EXCERPT TO READ

------------------------------------------------

Hello John,
I checked qrupdate and found that actually there is a
function cholupdate (both can be used).
Thank you for pointing me in the right direction!
Best regards,
Dimitar
"John D'Errico" <woodchips@rochester.rr.com> wrote in
message <fefpkb$3lb$1@fred.mathworks.com>...
> "Dimitar Dimitrov" <mail_mitko@mathworks.com> wrote in
message <fefh5p
> $g28$1@fred.mathworks.com>...
> > Hello,
> >
> > I have B = eye(n,n) + A'*A
> >
> > where, A is an upper triangular matrix.
> > I want to make a Cholesky factorization of B.
> > So, one way is to make the product A'*A, then sum with
> > eye(n,n) and then make chol(B), however if "n" is large,
> > computing A'*A is time consuming. Is there a way to use the
> > fact that A'*A is already in a "Cholesky factorized" form?
> > In other words, can we compute chol(B) without having to
> > make the actual multiplication A'*A.
>
> Just thinking here...
>
> If you know that A is upper triangular, then
> you also know its QR factorization.
>
> Q == eye(n,n)

------------------------------------------------

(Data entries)
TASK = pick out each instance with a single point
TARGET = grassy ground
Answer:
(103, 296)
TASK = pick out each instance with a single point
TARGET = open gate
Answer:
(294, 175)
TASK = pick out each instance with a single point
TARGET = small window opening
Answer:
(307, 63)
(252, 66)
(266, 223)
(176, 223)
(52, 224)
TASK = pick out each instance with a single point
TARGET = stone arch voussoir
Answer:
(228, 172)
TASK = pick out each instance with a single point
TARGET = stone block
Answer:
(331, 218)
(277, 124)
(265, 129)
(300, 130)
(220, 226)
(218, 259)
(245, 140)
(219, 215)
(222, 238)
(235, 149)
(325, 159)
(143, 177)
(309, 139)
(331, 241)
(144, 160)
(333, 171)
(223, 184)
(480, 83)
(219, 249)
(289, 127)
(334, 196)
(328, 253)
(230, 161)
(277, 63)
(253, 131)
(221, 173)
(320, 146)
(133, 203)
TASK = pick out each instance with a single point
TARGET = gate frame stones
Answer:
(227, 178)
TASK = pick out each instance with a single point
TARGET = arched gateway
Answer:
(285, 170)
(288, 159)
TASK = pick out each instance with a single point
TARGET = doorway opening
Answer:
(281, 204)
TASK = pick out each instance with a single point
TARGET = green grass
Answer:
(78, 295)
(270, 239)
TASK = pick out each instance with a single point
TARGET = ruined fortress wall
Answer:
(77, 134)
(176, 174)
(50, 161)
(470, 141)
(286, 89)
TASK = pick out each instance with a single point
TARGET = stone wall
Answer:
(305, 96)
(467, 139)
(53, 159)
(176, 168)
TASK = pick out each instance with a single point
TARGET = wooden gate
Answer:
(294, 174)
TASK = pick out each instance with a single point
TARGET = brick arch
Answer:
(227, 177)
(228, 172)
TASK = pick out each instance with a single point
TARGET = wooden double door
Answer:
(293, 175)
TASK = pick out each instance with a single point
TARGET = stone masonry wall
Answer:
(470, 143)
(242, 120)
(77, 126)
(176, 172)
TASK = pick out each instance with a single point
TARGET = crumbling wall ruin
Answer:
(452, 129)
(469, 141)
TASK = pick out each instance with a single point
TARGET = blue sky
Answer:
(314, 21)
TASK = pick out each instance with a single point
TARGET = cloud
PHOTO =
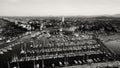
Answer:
(9, 1)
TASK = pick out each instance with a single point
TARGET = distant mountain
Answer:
(116, 15)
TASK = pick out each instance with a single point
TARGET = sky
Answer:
(58, 7)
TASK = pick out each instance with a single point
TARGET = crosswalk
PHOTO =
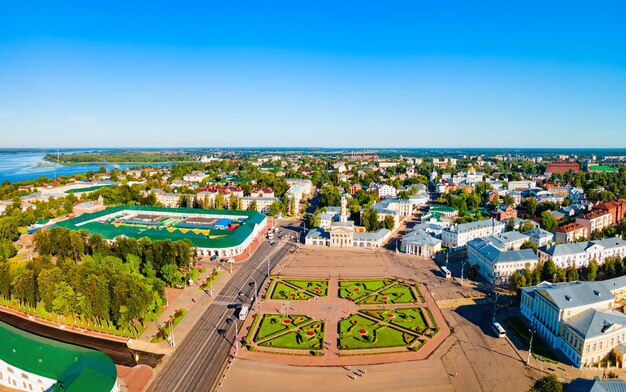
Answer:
(456, 302)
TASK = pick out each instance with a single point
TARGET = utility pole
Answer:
(495, 303)
(255, 291)
(462, 268)
(530, 345)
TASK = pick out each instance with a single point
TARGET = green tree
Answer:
(619, 266)
(329, 196)
(5, 280)
(276, 208)
(7, 249)
(369, 219)
(64, 299)
(530, 205)
(389, 222)
(547, 383)
(518, 280)
(572, 274)
(526, 226)
(24, 286)
(220, 201)
(609, 266)
(233, 202)
(313, 220)
(529, 245)
(292, 206)
(591, 270)
(548, 271)
(47, 281)
(168, 272)
(548, 221)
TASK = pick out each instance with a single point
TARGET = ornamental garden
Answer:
(356, 317)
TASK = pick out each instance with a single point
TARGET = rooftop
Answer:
(75, 368)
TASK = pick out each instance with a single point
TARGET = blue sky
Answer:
(328, 74)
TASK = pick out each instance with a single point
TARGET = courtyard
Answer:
(332, 320)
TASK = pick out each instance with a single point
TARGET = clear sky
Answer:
(316, 73)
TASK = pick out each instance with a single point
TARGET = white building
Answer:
(509, 240)
(386, 191)
(298, 189)
(522, 184)
(579, 254)
(343, 234)
(195, 176)
(497, 264)
(419, 242)
(539, 236)
(262, 203)
(458, 235)
(578, 318)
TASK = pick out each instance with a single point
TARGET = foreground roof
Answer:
(75, 368)
(596, 385)
(227, 240)
(592, 323)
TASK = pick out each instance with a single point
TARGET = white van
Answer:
(497, 328)
(243, 312)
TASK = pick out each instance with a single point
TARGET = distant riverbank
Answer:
(30, 165)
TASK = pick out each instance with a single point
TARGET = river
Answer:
(27, 165)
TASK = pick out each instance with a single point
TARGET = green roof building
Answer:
(32, 363)
(220, 243)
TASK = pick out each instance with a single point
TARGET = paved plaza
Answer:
(470, 359)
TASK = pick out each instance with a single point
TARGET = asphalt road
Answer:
(199, 359)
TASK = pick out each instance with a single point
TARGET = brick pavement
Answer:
(331, 309)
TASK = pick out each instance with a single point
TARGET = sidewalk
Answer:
(194, 300)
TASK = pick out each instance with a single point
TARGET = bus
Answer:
(243, 312)
(497, 328)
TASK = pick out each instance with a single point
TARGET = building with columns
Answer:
(342, 233)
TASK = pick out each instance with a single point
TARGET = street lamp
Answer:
(462, 268)
(255, 289)
(495, 303)
(530, 345)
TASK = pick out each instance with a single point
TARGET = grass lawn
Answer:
(357, 332)
(309, 337)
(163, 332)
(540, 349)
(397, 294)
(411, 319)
(317, 287)
(284, 292)
(272, 324)
(354, 290)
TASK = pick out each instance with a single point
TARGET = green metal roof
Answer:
(75, 368)
(442, 208)
(603, 168)
(107, 231)
(88, 189)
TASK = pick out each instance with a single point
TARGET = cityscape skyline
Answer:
(138, 75)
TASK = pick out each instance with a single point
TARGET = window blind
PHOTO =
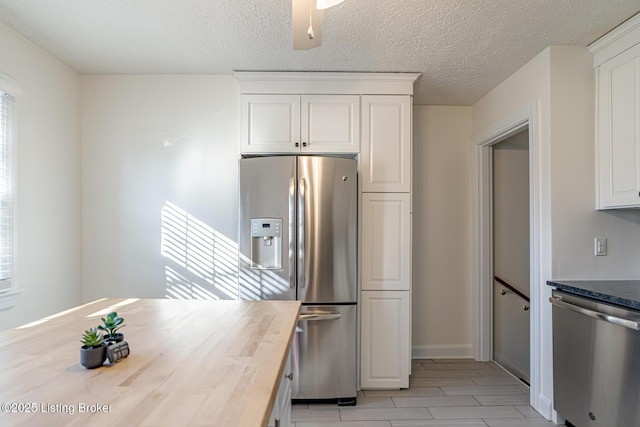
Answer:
(6, 191)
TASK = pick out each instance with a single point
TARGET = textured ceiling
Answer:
(463, 48)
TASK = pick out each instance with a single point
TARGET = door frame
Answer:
(540, 238)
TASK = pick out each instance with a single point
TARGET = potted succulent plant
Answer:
(94, 350)
(110, 326)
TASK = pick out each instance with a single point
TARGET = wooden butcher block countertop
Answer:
(200, 363)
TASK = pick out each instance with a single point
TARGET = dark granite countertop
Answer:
(625, 293)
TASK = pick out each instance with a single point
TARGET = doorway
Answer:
(511, 256)
(540, 356)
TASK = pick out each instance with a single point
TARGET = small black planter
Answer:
(93, 357)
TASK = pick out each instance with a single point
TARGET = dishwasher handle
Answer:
(595, 314)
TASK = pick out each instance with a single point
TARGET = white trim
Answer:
(453, 351)
(540, 232)
(617, 40)
(326, 83)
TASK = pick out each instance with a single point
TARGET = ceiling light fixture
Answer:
(307, 22)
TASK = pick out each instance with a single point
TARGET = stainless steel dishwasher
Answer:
(596, 358)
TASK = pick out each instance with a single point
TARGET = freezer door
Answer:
(267, 228)
(324, 353)
(327, 233)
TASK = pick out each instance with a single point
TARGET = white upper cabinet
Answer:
(386, 143)
(300, 124)
(270, 123)
(331, 123)
(617, 61)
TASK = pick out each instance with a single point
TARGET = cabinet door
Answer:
(385, 342)
(618, 152)
(270, 123)
(330, 123)
(282, 405)
(386, 241)
(386, 143)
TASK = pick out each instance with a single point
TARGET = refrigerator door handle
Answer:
(320, 316)
(301, 230)
(292, 232)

------------------------------------------------

SET PROBLEM 1
Quote the passage of the Cholesky factorization thread from "Thank you for" up to and including "factorization of B.".
SET PROBLEM 2
Write a continuation of the Cholesky factorization thread, picking up right after its final line.

WRITTEN RESPONSE 1
Thank you for pointing me in the right direction!
Best regards,
Dimitar
"John D'Errico" <woodchips@rochester.rr.com> wrote in
message <fefpkb$3lb$1@fred.mathworks.com>...
> "Dimitar Dimitrov" <mail_mitko@mathworks.com> wrote in
message <fefh5p
> $g28$1@fred.mathworks.com>...
> > Hello,
> >
> > I have B = eye(n,n) + A'*A
> >
> > where, A is an upper triangular matrix.
> > I want to make a Cholesky factorization of B.

WRITTEN RESPONSE 2
> R == A
>
> Now, you wish to find the Cholesky factor of B,
> which is equivalent to computation of the QR
> factorization for the matrix
>
> C = [A;eye(n,n)]
>
> since C'*C == A'*A + eye(n,n)
>
> So it might be more efficient to compute the
> factor you need by row updates to the QR.
> Look at qrupdate or qrinsert. A nice feature
> of this approach is it will be much more
> accurate since you need never compute A'*A,
> an accuracy destroying computation, besides
> the time wasted to build it.
>
> Unfortunately, since you need to make n
> rank 1 updates, my guess is that the total
> time may be similar in the end, but at least
> you should gain in accuracy.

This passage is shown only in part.